An event bringing together Jewish-American and German students in Washington, DC to participate in discussions while they enjoyed a Shabbath dinner.

Identifying the Problem

Through their internship with the American Jewish Committee, their own experiences as a non-Jewish German student and her connection to Jewish-American university students, Francis grew more aware of  the lack of spaces for interreligious and intercultural dialogue. They learned about the damaging stereotypes that persisted, as well as the interest in knowing more about modern German society and the growing antisemitism in Europe. They found that there is a lack of knowledge about Judaism among non-Jewish German students and that the people wishing to learn more about these issues did not know where they could do so.

Creating A Solution

During their Lantos-HIA Congressional Fellowship, Francis decided that creating the opportunity for non-Jewish German students to experience a Shabbath dinner and service could provide a space for dialogue about important issues. Thus, they organized two Shabbath dinners, one at American University and the other at Georgetown University, in cooperation with the universities’ Hillels (Jewish campus organizations), the American Jewish Committee, the Action Reconciliation Service for Peace and the German Embassy in Washington, DC.

> **GIVEN INFORMATION**:
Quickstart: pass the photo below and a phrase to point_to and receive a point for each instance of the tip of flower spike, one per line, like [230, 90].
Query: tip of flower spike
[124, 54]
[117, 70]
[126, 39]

> **STATED TASK 1**: Reproduce the stretch from "Creating A Solution" through "in Washington, DC." in the Shabbath dinner text, word for word.
> **STATED TASK 2**: Carry on writing the Shabbath dinner text from the point where it stops.

> **EXERCISE ANSWER 1**:
Creating A Solution

During their Lantos-HIA Congressional Fellowship, Francis decided that creating the opportunity for non-Jewish German students to experience a Shabbath dinner and service could provide a space for dialogue about important issues. Thus, they organized two Shabbath dinners, one at American University and the other at Georgetown University, in cooperation with the universities’ Hillels (Jewish campus organizations), the American Jewish Committee, the Action Reconciliation Service for Peace and the German Embassy in Washington, DC.

> **EXERCISE ANSWER 2**:
Both events were attended by more than 50 students, including Jewish Americans, non-Jewish Americans, Europeans and other non-Jewish students. The round tables were organized in a very informal way in order to foster dialogue between people who were meeting each other for the first time.

The event also included a Shabbath service and a short presentation by Francis, the German Embassy and the Action Reconciliation of Peace. The presentation was followed by a discussion, which focused on combating stereotypes, the German-Jewish community and growing antisemitism in Europe.

Lessons Learned

While the German-Jewish dialogues held at the two universities were a great success, Francis had hoped to include more universities. They had initially contacted all the Hillels of all the universities in Washington, DC. Unfortunately, they found that many universities were not interested in hosting such a dialogue. Another challenge she faced was that it was often difficult to get in touch with certain universities to even propose their idea.

Francis was also somewhat surprised to find that while many non-Jewish German students were excited to participate in a Shabbath dinner, others expressed apprehension and even fear at the idea. And while Francis wanted to focus the dialogue on issues of modern German society and the rise of antisemmitism in Europe, they found that the discussion sometimes moved  to the Israel-Palestine conflict, which they say was always more challenging to facilitate.


It was very important to Francis that the German-Jewish dialogue be free for students. They successfully raised $1,600 for this project, and because the event was sponsored by the German Embassy, attendance was free.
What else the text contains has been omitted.